# START OF Given passage

1.4.5Writing queries via SxQL

If you want to use a syntax based on s-expressions for your queries, then the SxQL library is an option:

  (ddb:initialize-default-connection)

  ;; Load SxQL
  (ql:quickload :sxql)
  (use-package :sxql)

  ;; Create a table
  (ddb:run (yield (create-table :numbers
                    ((i :type 'integer
                        :primary-key t)))))

  ;; Define utility function
  (defun query-sxql (q) (multiple-value-call #'ddb:query (yield q)))

  ;; Populate table with values
  (loop :for x :below 100
        :do (query-sxql (insert-into :numbers (set= :i x))))

  (query-sxql (select ((:as (:sum :i) :sum))
                (from :numbers)
                (where (:even :i))))
  ;; => (("sum" . #(4950)))

Please refer to the SxQL documentation for more examples.

1.4.6Appenders

Appenders are one of the ways of loading bulk data into DuckDB. They append rows to a single table of a database:

  (ddb:initialize-default-connection) ; => #<DUCKDB::CONNECTION {100B1088F3}>

  (ddb:run "CREATE TABLE roman_numerals (i INTEGER, value TEXT)") ; => NIL
  (ddb:with-appender (appender "roman_numerals")
    (loop :for i :from 1 :below 4999
          :do (ddb:append-row appender (list i (format nil "~:@R" i))))) ; => NIL
  (ddb:get-result (ddb:query "SELECT * FROM roman_numerals WHERE i = 1848" nil)
                  'value 0) ; => "MDCCCXXXXVIII"

# END OF Given passage

_Goal a:_ Name each distinct operator carrying the "ddb:" prefix that appears in the code of the DuckDB documentation excerpt, listing each one once.

# START OF Material shown

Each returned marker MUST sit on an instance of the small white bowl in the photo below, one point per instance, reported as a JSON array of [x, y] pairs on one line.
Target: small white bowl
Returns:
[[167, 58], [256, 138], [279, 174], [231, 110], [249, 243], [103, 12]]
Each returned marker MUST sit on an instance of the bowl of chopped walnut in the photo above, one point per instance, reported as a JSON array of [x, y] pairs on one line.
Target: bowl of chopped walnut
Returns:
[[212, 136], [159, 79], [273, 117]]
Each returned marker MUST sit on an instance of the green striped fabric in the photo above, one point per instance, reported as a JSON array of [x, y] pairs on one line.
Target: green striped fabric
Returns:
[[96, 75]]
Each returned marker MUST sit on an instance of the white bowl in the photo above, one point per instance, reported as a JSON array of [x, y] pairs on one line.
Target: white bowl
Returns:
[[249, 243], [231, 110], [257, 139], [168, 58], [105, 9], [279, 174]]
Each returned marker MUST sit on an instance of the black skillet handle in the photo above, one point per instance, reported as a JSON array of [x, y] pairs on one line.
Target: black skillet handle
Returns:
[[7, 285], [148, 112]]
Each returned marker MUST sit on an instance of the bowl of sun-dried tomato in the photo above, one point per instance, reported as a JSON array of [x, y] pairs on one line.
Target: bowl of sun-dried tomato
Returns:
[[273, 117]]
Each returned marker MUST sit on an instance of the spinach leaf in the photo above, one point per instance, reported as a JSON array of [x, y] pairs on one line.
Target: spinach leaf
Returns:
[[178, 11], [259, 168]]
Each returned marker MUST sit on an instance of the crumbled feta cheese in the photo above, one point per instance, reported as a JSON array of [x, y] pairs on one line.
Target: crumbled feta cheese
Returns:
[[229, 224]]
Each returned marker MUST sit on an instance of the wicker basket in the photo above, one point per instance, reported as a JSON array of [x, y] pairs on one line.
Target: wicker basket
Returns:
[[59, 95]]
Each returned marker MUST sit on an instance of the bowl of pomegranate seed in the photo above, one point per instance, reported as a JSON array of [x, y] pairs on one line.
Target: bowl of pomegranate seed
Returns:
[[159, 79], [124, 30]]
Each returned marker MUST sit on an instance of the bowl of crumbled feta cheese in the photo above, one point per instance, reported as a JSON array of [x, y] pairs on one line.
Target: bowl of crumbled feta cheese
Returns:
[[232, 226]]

# END OF Material shown

_Goal b:_ Count the lines of the records that contain the word "Target" and reply with the number alone.

_Task output a:_
ddb:initialize-default-connection
ddb:run
ddb:query
ddb:with-appender
ddb:append-row
ddb:get-result

_Task output b:_ 11